> **Supplied passage**
====================

Two years later, I was married and living in Boston where I joined the youth group of the Spartacist League, a Trotskyist offshoot of the Socialist Workers Party. Although I left the organization after a few years it would be decades before I felt any real passion to return to any form of political activism.
I was involved briefly with the effort to establish a US Labor Party in the late 1990’s after moving to Olympia in 1997. But that fizzled out. Then in 2000 I helped form the local Green Party (GP) to get behind the Nader campaign. I stayed in the Green Party for 8 years but left demoralized and without hope in 2008 after the state GP coordinating council voted to dissolve the party for a year. As the saying goes: “It’s not easy being Green.”
Then came the Justice Party and the campaign of Rocky Anderson in 2012. That was another misguided and failed effort and left me rudderless politically.
So it was 2016 when I got the spark back so to speak and joined the local Bernie movement.

====================

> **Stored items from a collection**
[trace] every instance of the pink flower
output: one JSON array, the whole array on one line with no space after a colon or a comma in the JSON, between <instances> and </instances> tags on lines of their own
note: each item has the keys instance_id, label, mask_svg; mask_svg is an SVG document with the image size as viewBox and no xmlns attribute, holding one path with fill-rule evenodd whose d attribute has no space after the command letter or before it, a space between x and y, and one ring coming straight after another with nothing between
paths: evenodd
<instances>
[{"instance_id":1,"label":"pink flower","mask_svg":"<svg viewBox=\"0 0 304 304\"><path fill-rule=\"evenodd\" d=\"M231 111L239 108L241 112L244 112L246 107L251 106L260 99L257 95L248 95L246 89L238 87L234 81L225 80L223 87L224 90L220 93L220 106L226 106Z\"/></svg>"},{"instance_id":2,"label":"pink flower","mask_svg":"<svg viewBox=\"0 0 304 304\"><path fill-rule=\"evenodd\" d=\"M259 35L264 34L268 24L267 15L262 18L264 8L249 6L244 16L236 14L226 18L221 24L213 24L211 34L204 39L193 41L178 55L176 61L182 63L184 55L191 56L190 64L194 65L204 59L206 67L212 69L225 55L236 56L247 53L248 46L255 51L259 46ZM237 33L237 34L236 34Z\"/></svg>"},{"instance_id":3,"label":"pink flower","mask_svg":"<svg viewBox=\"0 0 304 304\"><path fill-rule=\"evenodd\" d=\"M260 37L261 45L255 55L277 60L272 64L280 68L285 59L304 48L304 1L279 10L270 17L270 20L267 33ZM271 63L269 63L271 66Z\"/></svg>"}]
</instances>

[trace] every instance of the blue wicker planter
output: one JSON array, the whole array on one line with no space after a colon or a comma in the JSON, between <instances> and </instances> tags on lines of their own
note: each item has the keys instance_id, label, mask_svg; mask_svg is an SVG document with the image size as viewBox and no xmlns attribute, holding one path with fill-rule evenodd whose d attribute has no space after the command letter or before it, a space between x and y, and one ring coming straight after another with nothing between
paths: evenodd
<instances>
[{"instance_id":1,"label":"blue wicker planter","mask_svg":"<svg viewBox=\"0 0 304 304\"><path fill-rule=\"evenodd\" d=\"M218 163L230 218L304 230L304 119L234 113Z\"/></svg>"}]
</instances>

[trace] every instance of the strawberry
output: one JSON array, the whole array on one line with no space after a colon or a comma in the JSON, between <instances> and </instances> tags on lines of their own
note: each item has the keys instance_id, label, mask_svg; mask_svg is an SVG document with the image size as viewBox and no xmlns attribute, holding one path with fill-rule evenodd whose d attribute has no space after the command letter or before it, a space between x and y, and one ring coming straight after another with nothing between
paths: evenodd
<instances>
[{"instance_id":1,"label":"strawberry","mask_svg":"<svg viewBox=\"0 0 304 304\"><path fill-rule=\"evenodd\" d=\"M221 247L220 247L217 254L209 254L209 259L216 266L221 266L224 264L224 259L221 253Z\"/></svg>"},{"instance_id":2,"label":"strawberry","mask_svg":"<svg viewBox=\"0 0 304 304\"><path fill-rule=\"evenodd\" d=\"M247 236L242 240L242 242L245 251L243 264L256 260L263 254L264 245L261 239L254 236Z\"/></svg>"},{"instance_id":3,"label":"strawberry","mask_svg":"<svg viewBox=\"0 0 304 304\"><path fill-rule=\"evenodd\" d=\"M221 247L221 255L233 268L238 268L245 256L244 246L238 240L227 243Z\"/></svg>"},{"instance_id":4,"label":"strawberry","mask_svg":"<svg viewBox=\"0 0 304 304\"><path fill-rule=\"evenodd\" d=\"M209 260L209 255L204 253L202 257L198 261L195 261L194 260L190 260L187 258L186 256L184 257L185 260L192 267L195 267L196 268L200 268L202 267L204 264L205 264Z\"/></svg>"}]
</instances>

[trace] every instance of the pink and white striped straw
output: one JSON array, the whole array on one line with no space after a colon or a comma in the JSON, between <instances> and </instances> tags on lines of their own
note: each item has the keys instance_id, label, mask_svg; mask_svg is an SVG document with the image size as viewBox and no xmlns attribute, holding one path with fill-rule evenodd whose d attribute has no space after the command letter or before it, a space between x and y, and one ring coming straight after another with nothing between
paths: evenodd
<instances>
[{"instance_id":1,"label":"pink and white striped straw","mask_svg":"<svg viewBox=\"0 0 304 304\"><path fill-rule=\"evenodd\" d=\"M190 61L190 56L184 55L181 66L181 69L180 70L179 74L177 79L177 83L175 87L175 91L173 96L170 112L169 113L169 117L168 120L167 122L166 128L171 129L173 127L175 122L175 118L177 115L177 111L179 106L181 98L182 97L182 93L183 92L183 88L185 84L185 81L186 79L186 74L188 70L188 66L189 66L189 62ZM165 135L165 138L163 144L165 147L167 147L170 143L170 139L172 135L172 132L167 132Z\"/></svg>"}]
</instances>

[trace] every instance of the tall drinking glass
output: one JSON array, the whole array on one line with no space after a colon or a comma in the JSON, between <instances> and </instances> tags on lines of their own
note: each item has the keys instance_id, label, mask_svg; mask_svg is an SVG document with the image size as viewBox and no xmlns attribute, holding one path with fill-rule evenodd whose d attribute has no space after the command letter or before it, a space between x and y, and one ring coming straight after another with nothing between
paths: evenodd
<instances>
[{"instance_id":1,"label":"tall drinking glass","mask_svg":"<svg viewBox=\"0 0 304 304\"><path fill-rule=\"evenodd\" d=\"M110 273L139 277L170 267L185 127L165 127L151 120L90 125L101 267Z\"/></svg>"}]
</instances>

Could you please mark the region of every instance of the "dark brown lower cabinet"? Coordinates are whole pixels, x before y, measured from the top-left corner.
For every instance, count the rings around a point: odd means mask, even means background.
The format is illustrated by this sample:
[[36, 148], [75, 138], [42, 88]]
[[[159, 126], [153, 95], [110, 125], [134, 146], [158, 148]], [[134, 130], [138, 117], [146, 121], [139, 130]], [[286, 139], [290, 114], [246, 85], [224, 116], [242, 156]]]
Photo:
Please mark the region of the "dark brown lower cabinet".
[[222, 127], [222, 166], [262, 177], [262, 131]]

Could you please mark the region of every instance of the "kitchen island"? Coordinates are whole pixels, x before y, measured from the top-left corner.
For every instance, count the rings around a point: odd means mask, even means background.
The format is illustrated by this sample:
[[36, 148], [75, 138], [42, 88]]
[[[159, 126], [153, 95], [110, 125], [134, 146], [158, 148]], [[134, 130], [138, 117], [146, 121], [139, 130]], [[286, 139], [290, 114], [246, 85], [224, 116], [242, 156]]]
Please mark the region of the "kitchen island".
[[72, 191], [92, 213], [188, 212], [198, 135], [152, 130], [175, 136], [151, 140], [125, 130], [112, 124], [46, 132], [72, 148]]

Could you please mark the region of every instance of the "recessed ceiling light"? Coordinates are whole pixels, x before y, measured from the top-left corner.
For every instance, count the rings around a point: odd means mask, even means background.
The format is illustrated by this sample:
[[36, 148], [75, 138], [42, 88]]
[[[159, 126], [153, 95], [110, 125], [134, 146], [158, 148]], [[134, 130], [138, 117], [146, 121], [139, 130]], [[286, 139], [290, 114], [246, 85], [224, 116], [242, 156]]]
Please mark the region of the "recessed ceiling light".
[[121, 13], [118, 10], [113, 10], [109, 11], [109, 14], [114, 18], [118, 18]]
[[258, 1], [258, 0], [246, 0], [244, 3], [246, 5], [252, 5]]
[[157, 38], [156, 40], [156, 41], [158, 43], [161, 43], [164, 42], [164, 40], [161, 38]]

====================

> **The task**
Extend the personal account of moving through left-wing political groups, picking up after its last sentence about joining the local Bernie movement in 2016.

> **Exercise output**
It was then that I was encouraged to join the ‘Blue Hole’, the local Democratic Party. I was apprehensive but joined, then became a Precinct Committee Officer (PCO) and attended all the main meetings thru the primary: the precinct caucus, the legislative disctrict caucus (LD), the county convention, the congressional district caucus (CD) and finally the state party convention in June.
I started working my precinct for Bernie and coordinated 9 other precincts near where I lived in Lacey. I was elected to be a Bernie delegate at the LD caucus at the county convention. Following the state party convention I went with my friend Jeff to Philly for the Democratic National Convention joining the protests and rallies on the outside in union with the Bernie delegates on the inside.
When Bernie endorsed Hillary on July 12th, two weeks before what everyone thought would be a ‘contested convention’ that action felt like a betrayal to the vast numbers of Bernie supporters and the Bernie delegates booed him en masse at the convention when he tried to sell them the bill of goods.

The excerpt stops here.